▶ **Exercise directions**
Find the line with "Query: banner flag" in the entries below. Repeat it, every following line, and the line with "Query: man in dark suit", exactly and with nothing added.

▶ **Record set**
────────────────────────────────────────

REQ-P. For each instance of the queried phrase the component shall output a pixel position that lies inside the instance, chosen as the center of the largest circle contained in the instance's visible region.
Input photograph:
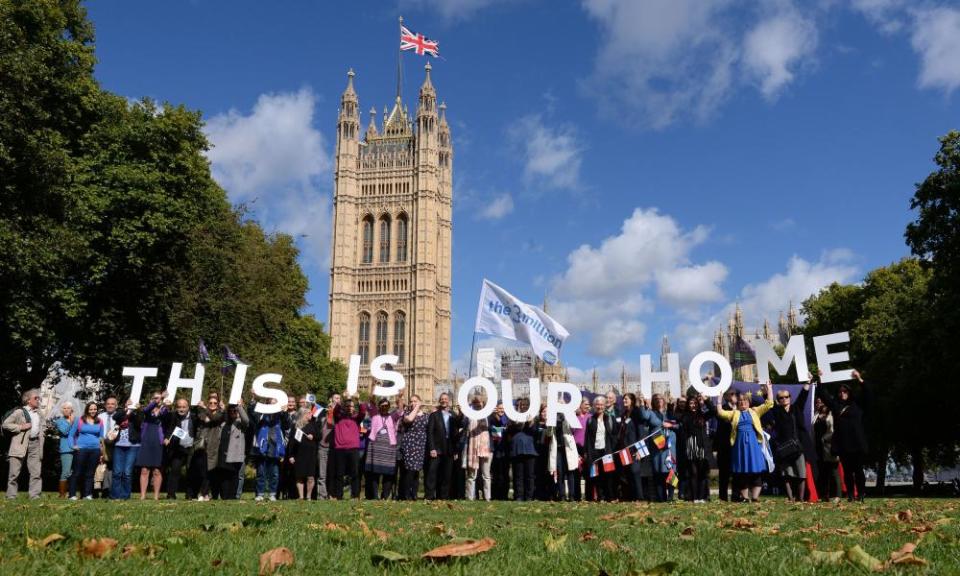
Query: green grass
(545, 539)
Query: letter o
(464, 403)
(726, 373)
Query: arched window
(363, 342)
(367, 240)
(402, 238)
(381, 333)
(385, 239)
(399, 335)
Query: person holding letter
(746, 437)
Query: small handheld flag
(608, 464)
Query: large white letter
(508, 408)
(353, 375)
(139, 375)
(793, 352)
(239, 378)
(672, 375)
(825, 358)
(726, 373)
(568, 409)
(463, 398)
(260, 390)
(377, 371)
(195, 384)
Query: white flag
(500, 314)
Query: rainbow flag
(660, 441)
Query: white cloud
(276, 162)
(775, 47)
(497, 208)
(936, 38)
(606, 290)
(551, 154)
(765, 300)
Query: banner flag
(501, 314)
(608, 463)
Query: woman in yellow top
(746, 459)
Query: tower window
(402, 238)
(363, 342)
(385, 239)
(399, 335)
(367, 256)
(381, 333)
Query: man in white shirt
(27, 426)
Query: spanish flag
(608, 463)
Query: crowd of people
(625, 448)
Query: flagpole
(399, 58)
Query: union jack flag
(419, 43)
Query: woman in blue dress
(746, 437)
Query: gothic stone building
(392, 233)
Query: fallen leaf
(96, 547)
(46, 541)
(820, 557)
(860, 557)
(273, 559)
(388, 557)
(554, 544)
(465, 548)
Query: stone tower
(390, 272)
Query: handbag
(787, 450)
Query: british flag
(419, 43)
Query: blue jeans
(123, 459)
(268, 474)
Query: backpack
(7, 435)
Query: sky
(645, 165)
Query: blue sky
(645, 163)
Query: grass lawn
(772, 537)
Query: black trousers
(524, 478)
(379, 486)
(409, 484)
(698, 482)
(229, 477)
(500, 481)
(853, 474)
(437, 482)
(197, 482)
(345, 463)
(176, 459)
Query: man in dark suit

────────────────────────────────────────

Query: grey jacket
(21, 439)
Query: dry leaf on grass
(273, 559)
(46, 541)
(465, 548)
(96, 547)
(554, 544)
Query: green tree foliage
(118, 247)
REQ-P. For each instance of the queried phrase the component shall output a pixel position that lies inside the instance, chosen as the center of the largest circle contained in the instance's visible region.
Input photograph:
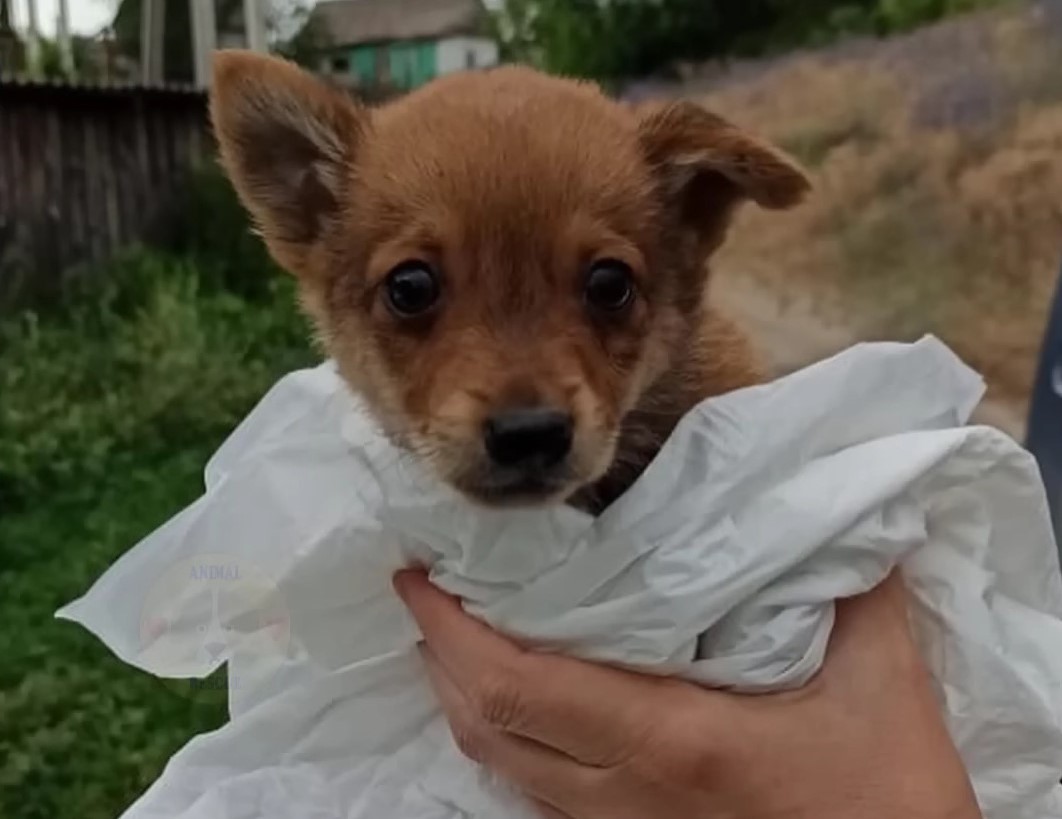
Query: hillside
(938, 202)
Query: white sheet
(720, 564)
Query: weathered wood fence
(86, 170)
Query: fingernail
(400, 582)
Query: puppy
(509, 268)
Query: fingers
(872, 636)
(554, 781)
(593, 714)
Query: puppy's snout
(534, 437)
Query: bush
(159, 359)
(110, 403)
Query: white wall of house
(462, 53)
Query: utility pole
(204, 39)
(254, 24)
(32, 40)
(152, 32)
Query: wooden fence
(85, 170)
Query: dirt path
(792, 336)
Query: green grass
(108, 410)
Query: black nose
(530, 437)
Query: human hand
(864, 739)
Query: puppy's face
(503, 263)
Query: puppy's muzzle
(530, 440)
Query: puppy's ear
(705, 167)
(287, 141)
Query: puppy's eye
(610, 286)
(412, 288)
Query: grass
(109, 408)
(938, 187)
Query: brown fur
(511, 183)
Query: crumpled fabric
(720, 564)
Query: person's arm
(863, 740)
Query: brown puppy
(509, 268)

────────────────────────────────────────

▶ **Task output**
Query: banner flag
(501, 314)
(608, 463)
Query: woman in yellow top
(746, 459)
Query: tower window
(402, 238)
(363, 342)
(385, 239)
(399, 335)
(367, 256)
(381, 333)
Query: man in white shirt
(27, 426)
Query: spanish flag
(608, 463)
Query: crowd of people
(625, 448)
Query: flagpole
(399, 58)
Query: union jack flag
(419, 43)
Query: woman in blue dress
(746, 437)
Query: gothic stone building
(392, 233)
Query: fallen leaf
(96, 547)
(46, 541)
(820, 557)
(860, 557)
(273, 559)
(388, 557)
(554, 544)
(465, 548)
Query: stone tower
(390, 272)
Query: handbag
(787, 450)
Query: british flag
(419, 43)
Query: blue jeans
(123, 459)
(268, 474)
Query: backpack
(7, 435)
Query: sky
(645, 165)
Query: blue sky
(645, 163)
Query: grass lawn
(772, 537)
Query: black trousers
(524, 478)
(379, 486)
(409, 484)
(698, 482)
(229, 477)
(500, 481)
(853, 474)
(437, 482)
(197, 482)
(345, 463)
(176, 459)
Query: man in dark suit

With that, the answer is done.